* Start Records for the exercise *

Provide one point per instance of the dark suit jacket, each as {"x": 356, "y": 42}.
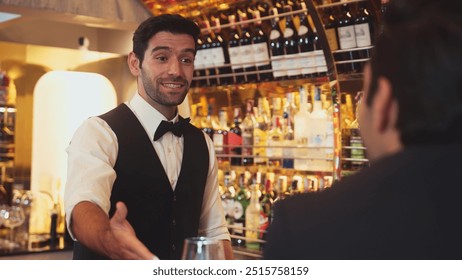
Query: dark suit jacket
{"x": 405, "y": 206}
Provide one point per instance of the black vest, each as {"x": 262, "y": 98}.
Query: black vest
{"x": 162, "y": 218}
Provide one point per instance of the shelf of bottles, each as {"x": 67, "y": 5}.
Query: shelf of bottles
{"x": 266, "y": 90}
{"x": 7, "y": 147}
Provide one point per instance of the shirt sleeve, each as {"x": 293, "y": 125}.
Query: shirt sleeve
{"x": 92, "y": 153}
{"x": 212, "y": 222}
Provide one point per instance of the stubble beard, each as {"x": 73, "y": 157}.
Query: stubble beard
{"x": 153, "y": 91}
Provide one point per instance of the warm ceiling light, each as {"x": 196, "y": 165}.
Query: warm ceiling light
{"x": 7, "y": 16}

* End Records for the exercise *
* Start Records for the exercise *

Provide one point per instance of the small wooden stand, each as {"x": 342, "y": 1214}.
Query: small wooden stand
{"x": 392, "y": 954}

* End Records for the exercise *
* Start Records for the exercise *

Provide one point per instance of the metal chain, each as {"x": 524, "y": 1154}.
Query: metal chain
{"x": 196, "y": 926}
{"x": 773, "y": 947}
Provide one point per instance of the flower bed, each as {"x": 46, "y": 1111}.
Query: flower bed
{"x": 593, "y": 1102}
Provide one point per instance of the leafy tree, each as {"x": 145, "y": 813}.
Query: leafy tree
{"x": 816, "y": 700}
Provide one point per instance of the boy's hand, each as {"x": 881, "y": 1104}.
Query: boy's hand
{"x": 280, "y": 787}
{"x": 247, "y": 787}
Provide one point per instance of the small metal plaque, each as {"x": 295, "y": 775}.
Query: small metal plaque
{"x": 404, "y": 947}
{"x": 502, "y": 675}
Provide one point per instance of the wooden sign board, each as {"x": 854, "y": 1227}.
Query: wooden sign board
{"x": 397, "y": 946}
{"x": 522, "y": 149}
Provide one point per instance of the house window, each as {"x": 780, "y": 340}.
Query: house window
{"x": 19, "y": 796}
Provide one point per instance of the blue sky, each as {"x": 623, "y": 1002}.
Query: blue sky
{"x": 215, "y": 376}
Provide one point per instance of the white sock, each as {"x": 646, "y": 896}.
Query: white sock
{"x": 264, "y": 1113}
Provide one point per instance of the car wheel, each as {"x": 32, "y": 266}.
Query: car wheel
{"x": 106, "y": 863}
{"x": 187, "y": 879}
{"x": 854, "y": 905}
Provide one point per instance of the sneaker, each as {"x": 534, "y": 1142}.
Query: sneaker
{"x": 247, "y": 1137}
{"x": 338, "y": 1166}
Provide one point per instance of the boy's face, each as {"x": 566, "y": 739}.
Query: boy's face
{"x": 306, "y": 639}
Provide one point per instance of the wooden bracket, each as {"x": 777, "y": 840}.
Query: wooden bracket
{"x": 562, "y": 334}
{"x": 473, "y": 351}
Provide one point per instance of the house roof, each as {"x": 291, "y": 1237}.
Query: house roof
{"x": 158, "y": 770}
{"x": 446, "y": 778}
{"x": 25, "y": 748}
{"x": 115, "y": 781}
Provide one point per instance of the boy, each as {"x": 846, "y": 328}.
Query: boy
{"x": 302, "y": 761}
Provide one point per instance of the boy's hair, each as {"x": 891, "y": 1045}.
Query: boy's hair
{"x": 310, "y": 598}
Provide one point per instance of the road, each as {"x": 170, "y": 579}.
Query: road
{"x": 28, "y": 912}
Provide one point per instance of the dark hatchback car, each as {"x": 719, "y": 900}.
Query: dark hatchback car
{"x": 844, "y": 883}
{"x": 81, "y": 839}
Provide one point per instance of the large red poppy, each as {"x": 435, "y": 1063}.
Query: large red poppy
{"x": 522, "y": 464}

* End Records for the exercise *

Report each line of the records above that contains the string "hatchback".

Provide one point per instance of the dark hatchback car, each as {"x": 719, "y": 900}.
Query: dark hatchback car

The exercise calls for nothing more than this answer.